NOTEBOOK 6: ADVERSARIAL FINE-TUNING & CBAM ATTENTION
PyTorch Version: 2.9.1+cu128
CUDA Available: True
Device Count: 8
Active GPU: NVIDIA H200

✓ Using device: cuda:0
✓ Random seeds set to 42

✓ Loaded configuration from novelty_files/configs/notebook_01_config.json
✓ Loaded class mappings (8 classes)
✓ Loaded splits: 53,097 train, 11,379 val, 11,379 test

INITIALIZATION COMPLETE


## CELL 2: Implement CBAM (Convolutional Block Attention Module)

CBAM applies both channel attention and spatial attention to feature maps.


In [2]:
# ============================================================
# CELL 2: CBAM ATTENTION MODULE
# ============================================================

"""
CBAM (Convolutional Block Attention Module):
- Channel Attention: Learns WHAT to focus on
- Spatial Attention: Learns WHERE to focus

Paper: "CBAM: Convolutional Block Attention Module" (ECCV 2018)
"""

print("\n" + "="*80)
print("IMPLEMENTING CBAM ATTENTION")

- **Work to complete**
a) In the CBAM notebook excerpt, how many training samples were loaded in the splits?
b) Pick up the CBAM notebook excerpt right after its last line of code and keep writing it.

- **Data listing**
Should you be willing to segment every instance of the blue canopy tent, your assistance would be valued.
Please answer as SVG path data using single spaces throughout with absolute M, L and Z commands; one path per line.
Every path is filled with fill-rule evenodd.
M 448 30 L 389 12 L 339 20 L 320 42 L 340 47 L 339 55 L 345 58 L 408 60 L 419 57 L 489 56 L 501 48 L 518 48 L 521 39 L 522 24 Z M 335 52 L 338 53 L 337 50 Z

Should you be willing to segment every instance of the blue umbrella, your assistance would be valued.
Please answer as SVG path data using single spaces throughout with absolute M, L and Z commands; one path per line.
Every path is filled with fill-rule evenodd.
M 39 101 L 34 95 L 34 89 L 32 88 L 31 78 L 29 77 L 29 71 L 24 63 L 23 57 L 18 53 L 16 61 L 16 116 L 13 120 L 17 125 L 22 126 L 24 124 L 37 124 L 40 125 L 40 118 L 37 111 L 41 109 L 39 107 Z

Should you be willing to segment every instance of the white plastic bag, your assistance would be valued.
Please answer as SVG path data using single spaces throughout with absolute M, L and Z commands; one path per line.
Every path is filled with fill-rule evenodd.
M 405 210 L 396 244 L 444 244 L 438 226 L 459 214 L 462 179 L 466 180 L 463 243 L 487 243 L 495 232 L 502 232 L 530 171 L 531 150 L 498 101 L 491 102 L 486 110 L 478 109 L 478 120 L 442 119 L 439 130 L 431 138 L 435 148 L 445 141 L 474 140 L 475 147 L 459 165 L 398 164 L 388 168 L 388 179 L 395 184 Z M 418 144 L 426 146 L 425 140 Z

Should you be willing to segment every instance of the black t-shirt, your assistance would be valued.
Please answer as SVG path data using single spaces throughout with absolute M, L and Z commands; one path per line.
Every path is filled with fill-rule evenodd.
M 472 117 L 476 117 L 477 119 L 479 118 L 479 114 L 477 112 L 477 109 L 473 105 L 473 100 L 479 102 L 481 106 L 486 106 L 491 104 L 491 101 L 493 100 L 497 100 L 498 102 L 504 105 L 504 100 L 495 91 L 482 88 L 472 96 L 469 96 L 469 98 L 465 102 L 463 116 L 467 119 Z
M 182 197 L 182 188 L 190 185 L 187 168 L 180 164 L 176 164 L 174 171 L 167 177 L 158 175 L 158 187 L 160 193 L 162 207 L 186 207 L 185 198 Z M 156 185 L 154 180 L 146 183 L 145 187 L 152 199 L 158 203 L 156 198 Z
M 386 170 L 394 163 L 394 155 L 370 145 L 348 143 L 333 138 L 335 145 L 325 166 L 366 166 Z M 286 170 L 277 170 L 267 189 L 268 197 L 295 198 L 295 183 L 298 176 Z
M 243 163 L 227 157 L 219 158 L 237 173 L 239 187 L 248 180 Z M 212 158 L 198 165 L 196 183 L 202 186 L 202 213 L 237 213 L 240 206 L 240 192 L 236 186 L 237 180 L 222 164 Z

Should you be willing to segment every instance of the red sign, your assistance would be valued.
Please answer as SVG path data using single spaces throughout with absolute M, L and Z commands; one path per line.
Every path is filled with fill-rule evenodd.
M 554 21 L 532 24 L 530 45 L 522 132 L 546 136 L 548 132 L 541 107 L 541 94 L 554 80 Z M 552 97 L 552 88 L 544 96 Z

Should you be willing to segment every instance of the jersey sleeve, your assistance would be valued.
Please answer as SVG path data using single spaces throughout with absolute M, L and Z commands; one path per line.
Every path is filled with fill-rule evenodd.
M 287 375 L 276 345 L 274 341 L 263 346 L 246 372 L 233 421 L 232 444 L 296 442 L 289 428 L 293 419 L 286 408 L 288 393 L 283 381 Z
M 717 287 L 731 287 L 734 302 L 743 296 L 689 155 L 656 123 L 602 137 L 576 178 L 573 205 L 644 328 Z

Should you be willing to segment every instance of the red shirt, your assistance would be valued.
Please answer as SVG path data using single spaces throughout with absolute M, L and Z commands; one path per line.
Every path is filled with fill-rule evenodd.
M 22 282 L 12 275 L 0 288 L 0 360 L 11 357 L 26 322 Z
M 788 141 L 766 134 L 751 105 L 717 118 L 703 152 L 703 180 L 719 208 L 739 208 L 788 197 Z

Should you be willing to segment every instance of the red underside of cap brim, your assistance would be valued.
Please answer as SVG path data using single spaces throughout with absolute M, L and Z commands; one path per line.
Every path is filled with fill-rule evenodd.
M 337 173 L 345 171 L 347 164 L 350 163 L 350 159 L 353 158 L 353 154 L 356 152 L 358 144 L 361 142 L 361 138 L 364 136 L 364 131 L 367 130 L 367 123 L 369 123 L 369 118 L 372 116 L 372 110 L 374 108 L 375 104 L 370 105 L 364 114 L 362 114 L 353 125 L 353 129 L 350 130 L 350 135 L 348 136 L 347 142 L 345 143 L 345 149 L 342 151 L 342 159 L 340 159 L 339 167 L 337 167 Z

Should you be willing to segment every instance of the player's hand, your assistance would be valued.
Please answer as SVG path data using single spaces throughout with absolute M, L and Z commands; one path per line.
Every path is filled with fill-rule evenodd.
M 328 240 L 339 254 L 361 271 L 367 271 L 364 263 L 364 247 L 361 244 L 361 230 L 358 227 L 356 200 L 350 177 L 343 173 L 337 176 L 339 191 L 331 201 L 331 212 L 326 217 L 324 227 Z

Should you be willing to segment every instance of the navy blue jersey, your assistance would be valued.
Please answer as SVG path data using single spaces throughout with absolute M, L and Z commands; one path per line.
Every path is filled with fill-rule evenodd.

- **Answers in order**
a) 53,097

b)
print("="*80)

# ============================================================
# CHANNEL ATTENTION MODULE
# ============================================================

class ChannelAttention(nn.Module):
    """
    Channel Attention Module.
    
    Applies attention across feature channels using both
    max pooling and average pooling, then combines them.
    
    Args:
        in_channels: Number of input channels
        reduction: Channel reduction ratio (default: 16)
    """
    def __init__(self, in_channels, reduction=16):
        super(ChannelAttention, self).__init__()
        
        # Shared MLP for both pooling operations
        self.mlp = nn.Sequential(
            nn.Linear(in_channels, in_channels // reduction, bias=False),
            nn.ReLU(inplace=True),
            nn.Linear(in_channels // reduction, in_channels, bias=False)
        )
        
        # Sigmoid for final attention weights
        self.sigmoid = nn.Sigmoid()
    
    def forward(self, x):
        """
        Args:
            x: Input tensor (batch, channels, height, width)
        Returns:
            Attended features (batch, channels, height, width)
        """
        # Global average pooling: (B, C, H, W) -> (B, C)
        avg_pool = F.adaptive_avg_pool2d(x, 1).view(x.size(0), -1)
        
        # Global max pooling: (B, C, H, W) -> (B, C)
        max_pool = F.adaptive_max_pool2d(x, 1).view(x.size(0), -1)
        
        # Apply shared MLP
        avg_out = self.mlp(avg_pool)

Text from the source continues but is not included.